### Problem
Copy out the following rows word for word, from the line containing "Trace watering can spout." up to and including the line containing "[545,553,712,703]".

### Input material

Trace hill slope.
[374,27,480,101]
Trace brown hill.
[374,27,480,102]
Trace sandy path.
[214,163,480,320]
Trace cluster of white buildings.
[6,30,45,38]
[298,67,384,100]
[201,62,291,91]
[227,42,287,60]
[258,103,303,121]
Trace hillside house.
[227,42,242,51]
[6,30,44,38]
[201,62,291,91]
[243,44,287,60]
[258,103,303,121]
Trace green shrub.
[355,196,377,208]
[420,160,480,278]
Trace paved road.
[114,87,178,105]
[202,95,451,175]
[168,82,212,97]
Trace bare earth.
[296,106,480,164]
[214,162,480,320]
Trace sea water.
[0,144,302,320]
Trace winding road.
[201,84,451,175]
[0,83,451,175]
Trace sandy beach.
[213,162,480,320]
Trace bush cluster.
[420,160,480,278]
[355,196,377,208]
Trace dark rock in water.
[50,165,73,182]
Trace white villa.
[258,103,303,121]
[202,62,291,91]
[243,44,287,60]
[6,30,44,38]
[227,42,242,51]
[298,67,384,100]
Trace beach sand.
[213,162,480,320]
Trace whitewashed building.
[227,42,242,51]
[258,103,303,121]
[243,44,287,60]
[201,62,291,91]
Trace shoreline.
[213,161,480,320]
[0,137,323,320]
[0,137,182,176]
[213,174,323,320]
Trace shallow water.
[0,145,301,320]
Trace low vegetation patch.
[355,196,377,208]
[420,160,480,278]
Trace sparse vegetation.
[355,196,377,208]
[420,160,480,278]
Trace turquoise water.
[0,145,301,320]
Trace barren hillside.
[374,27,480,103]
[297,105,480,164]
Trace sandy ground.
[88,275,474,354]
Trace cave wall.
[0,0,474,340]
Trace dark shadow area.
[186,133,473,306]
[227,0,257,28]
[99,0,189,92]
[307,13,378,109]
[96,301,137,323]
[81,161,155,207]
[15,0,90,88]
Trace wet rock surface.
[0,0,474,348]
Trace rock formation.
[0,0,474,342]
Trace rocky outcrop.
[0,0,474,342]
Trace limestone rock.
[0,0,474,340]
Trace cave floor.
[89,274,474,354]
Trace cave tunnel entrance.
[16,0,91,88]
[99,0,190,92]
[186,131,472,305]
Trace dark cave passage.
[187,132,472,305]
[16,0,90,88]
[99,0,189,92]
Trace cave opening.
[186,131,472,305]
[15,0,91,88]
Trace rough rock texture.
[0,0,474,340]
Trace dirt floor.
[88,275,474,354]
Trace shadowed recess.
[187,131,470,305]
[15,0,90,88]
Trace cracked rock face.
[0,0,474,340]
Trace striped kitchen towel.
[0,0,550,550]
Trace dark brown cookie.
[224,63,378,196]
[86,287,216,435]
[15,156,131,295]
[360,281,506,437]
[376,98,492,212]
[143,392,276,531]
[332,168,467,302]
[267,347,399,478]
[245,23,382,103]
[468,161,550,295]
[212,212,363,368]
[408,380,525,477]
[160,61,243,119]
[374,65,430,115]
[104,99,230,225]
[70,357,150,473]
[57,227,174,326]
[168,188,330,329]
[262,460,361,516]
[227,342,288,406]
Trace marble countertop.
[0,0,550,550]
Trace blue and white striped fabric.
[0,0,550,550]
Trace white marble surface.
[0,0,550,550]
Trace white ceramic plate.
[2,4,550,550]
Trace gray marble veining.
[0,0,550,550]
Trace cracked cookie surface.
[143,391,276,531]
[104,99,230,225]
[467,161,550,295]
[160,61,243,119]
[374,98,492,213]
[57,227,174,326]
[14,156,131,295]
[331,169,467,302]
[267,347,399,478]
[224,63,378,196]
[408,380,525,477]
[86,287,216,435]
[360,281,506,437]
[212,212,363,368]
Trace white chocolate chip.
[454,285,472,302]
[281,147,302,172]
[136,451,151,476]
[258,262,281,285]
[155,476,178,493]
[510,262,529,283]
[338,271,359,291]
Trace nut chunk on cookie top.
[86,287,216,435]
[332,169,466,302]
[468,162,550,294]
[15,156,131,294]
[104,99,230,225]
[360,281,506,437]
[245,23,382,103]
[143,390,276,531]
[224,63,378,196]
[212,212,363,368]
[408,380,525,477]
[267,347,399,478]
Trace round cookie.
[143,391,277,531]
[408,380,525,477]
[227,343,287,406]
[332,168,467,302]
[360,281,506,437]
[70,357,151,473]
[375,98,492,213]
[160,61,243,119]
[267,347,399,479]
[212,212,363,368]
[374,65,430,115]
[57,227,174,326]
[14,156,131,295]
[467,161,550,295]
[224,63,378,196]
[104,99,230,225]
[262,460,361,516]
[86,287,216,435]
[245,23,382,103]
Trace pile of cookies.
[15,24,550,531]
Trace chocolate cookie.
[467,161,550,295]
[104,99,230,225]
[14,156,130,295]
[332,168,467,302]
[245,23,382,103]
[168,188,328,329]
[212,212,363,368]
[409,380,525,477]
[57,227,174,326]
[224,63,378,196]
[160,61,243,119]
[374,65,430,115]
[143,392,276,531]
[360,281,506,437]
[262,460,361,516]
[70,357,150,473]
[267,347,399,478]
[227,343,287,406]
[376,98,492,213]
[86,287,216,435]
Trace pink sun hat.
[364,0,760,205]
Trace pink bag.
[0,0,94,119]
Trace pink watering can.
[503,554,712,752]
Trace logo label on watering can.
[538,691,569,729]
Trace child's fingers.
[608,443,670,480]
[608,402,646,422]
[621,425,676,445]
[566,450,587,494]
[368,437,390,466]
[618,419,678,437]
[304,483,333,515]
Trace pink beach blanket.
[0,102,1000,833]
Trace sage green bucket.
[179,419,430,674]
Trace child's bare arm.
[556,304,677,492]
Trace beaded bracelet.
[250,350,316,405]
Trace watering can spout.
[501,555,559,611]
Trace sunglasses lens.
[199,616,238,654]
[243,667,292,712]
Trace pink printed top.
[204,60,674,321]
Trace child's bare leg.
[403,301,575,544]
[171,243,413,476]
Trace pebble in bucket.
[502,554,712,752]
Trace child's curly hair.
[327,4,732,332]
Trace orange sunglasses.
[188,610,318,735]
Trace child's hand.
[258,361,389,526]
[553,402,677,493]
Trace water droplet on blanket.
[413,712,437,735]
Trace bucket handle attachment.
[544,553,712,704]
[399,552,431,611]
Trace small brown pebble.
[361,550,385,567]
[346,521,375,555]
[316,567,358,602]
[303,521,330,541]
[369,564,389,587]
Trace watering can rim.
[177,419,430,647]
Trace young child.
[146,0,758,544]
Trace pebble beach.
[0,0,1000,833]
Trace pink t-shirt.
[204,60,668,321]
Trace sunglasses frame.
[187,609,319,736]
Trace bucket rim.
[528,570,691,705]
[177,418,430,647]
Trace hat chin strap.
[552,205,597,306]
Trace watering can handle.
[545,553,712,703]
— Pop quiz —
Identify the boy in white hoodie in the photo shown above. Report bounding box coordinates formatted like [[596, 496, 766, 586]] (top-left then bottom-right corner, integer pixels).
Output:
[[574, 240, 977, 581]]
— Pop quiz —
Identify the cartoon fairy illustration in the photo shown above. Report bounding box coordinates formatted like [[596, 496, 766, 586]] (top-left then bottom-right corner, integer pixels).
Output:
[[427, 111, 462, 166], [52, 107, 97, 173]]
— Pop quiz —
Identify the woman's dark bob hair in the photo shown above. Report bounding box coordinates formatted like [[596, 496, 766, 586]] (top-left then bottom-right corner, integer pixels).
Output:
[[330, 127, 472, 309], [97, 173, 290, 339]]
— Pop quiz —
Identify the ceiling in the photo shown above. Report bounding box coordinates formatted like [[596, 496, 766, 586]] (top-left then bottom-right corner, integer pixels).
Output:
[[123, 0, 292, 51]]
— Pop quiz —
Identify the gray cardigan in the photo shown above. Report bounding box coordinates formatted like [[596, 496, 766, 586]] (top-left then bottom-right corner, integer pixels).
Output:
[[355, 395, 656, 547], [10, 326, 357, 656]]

### The reply
Trace watering can spout.
[501,555,559,611]
Trace sunglasses lens.
[199,616,238,654]
[243,667,292,712]
Trace pink printed top.
[204,60,674,321]
Trace child's bare leg.
[403,301,575,544]
[171,243,413,476]
Trace pebble in bucket.
[502,554,712,752]
Trace child's curly hair.
[327,4,732,332]
Trace orange sunglasses.
[188,610,318,735]
Trace child's hand.
[258,361,389,526]
[553,402,677,493]
Trace water droplet on blanket.
[413,712,437,735]
Trace bucket handle attachment.
[544,553,712,704]
[399,552,431,611]
Trace small brown pebble.
[361,550,385,567]
[346,521,375,555]
[316,567,358,602]
[303,521,330,541]
[369,564,389,587]
Trace watering can rim.
[177,419,430,647]
Trace young child.
[146,0,758,544]
Trace pebble beach.
[0,0,1000,833]
Trace pink t-shirt.
[204,60,668,321]
Trace sunglasses frame.
[187,609,319,736]
Trace bucket rim.
[528,570,691,705]
[177,418,430,647]
Trace hat chin strap.
[552,205,597,306]
Trace watering can handle.
[545,553,712,703]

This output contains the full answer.